En especial, el presidente francés Emmanuel Macron propuso elevar el aborto a derecho constitucional, lo que las dos cámaras del Parlamento han aprobado por gran mayoría, aunque escogiendo el término “libertad garantizada” en vez de “derecho”.
Nadie diría que la práctica del aborto está amenazada en Francia. En 2022 se la facilitó aún más ampliando el plazo legal para abortar a petición de 12 a 14 semanas de embarazo. Aquel año –último del que se dispone de datos– se alcanzó el máximo histórico: 234.000 abortos. También subió en términos relativos, hasta 31,5 abortos por cien nacimientos, la tasa más alta desde 1981.
Se puede pensar, en cambio, que el descenso de la natalidad es la verdadera emergencia nacional, y en esto tenemos el apoyo del mismo Macron, que la ha declarado. En 2022, Francia registró el menor número de nacimientos desde la Segunda Guerra Mundial, y el año pasado bajó a un nuevo mínimo: 678.000. Tuvo especial impacto psicológico la correspondiente tasa de nacimientos, porque bajó del umbral de los 10 por mil habitantes.
• • •
**Consigna escrita A**
Selecciona cada línea de las filas que contenga la palabra “dark”.
Las filas que siguen no guardan relación alguna con el texto.

(Entradas de un conjunto de anotación por puntos)
• • •
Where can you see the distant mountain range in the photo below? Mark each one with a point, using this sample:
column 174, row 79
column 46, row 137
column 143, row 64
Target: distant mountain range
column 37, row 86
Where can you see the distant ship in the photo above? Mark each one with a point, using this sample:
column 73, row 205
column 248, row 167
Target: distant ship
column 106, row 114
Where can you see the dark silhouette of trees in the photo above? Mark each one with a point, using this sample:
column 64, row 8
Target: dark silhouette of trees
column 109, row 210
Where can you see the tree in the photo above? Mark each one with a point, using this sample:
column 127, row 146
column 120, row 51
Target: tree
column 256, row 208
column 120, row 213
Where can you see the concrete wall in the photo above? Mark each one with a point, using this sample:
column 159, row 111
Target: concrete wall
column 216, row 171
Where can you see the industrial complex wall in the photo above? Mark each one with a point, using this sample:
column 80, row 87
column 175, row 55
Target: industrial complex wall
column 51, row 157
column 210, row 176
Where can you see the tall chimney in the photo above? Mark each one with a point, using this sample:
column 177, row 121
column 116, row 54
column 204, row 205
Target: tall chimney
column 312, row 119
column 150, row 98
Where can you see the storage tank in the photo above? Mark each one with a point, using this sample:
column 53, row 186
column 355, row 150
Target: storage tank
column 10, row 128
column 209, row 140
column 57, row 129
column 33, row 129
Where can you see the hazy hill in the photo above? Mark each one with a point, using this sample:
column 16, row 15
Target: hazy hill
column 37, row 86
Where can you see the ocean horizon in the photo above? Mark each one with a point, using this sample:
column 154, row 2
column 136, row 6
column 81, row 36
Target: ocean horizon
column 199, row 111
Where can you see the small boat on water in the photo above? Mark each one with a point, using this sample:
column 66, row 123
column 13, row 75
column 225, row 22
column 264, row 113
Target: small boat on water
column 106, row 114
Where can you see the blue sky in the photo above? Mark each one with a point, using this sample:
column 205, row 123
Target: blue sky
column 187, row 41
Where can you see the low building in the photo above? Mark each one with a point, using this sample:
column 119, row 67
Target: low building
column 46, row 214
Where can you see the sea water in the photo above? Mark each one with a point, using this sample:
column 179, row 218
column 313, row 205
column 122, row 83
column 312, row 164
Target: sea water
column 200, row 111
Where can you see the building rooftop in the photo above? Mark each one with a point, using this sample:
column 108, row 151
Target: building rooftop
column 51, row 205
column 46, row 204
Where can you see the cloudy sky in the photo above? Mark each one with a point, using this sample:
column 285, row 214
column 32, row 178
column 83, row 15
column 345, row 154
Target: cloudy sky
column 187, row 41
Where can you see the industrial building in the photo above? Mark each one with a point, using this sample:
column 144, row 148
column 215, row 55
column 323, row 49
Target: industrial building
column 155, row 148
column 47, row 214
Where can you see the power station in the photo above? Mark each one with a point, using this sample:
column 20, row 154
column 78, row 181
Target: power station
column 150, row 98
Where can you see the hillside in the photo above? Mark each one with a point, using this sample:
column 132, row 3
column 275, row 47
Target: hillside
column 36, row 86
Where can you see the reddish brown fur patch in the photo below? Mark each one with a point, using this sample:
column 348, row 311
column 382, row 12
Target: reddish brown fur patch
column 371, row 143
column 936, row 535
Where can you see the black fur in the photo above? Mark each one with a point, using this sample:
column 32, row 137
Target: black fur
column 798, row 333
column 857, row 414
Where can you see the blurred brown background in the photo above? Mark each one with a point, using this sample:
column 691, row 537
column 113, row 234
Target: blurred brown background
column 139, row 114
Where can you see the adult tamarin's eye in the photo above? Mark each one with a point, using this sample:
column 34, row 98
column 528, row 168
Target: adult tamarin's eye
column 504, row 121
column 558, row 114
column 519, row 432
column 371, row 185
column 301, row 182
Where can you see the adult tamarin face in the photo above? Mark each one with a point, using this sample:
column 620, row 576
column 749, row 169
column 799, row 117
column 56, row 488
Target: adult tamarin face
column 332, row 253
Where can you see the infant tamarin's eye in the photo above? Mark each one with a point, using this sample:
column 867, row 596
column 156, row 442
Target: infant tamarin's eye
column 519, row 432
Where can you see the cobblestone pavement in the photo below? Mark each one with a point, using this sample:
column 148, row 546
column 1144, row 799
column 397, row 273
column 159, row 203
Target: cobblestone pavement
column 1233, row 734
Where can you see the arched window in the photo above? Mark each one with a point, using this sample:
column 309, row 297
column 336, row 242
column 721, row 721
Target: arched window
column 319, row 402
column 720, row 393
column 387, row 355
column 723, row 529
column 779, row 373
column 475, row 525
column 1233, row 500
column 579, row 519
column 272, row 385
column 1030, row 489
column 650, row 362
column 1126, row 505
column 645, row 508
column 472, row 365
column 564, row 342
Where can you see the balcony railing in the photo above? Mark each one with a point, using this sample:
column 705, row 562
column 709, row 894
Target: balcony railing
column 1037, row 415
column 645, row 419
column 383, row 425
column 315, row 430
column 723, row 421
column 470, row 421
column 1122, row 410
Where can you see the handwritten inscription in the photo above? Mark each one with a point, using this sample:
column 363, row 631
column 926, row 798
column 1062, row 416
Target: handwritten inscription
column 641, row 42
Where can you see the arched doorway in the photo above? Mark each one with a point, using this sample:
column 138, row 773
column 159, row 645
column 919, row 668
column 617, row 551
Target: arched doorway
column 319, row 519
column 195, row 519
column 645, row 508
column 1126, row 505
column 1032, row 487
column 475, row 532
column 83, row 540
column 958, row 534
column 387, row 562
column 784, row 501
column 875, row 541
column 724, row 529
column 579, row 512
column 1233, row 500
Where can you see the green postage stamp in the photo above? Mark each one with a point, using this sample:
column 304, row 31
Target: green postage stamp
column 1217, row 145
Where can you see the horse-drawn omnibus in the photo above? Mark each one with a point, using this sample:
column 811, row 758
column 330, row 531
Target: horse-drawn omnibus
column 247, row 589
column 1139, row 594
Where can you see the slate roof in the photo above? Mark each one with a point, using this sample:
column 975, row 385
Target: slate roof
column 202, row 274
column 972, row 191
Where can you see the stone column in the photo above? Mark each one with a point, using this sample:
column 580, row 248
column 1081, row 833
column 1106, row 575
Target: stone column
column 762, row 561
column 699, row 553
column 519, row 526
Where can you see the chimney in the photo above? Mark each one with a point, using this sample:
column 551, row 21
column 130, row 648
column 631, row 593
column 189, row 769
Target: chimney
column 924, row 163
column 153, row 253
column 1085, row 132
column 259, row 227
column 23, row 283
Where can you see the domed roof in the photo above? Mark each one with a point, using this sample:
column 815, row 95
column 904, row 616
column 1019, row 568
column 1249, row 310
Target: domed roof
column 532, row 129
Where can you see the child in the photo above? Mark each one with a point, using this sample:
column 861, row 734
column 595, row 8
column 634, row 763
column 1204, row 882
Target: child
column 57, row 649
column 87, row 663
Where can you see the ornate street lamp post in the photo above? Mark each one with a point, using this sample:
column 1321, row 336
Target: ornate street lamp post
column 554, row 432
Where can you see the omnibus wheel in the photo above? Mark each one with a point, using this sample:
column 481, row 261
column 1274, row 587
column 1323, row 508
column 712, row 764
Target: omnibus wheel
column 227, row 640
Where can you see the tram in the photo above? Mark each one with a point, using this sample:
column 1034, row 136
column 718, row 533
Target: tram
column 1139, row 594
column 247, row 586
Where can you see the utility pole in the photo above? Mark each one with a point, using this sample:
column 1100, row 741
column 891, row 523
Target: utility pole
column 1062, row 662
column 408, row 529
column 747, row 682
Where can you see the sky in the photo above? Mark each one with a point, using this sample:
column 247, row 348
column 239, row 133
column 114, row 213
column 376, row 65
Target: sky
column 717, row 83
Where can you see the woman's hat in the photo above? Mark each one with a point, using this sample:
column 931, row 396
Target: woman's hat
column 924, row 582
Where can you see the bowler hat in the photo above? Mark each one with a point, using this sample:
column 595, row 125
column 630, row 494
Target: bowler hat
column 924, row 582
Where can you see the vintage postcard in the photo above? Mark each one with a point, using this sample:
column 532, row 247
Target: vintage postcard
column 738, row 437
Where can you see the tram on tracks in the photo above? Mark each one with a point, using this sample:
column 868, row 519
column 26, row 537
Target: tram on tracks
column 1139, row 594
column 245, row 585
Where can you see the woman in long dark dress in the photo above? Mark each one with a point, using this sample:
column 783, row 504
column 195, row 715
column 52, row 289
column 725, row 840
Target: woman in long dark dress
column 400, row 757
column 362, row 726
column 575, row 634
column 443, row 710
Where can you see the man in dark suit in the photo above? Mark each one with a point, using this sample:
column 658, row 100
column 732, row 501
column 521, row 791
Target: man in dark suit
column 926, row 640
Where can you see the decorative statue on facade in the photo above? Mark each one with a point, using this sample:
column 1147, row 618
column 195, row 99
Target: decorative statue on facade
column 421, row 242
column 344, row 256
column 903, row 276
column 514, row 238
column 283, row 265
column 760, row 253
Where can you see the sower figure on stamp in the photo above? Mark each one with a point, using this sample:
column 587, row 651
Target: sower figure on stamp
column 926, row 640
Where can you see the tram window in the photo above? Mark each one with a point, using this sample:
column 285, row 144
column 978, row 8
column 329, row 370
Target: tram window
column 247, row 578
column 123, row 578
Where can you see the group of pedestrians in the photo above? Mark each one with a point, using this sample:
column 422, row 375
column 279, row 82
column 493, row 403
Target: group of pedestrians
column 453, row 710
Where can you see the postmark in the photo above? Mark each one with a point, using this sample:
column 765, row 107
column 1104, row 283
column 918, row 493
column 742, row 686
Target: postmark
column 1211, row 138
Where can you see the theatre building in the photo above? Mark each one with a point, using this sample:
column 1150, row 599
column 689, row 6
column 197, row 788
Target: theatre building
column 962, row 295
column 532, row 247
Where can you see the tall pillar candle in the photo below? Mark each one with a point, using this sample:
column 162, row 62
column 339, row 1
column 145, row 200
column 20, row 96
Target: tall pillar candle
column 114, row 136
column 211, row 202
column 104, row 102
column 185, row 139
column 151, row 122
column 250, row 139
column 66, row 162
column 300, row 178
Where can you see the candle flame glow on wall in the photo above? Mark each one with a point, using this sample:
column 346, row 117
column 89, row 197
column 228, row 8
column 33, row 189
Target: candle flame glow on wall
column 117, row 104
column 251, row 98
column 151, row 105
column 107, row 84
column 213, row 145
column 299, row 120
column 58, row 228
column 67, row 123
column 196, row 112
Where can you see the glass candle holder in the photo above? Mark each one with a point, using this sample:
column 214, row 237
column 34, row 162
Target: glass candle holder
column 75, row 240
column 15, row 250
• • •
**Consigna escrita B**
Enumera todos los números escritos con cifras en el texto sobre el aborto y la natalidad en Francia. Si un número se repite, anótalo una sola vez.

**Resultado A**
Where can you see the dark silhouette of trees in the photo above? Mark each one with a point, using this sample:
Target: dark silhouette of trees
Where can you see the woman in long dark dress in the photo above? Mark each one with a point, using this sample:
Target: woman in long dark dress
Where can you see the man in dark suit in the photo above? Mark each one with a point, using this sample:
Target: man in dark suit

**Resultado B**
2022, 12, 14, 234.000, 31,5, 1981, 678.000, 10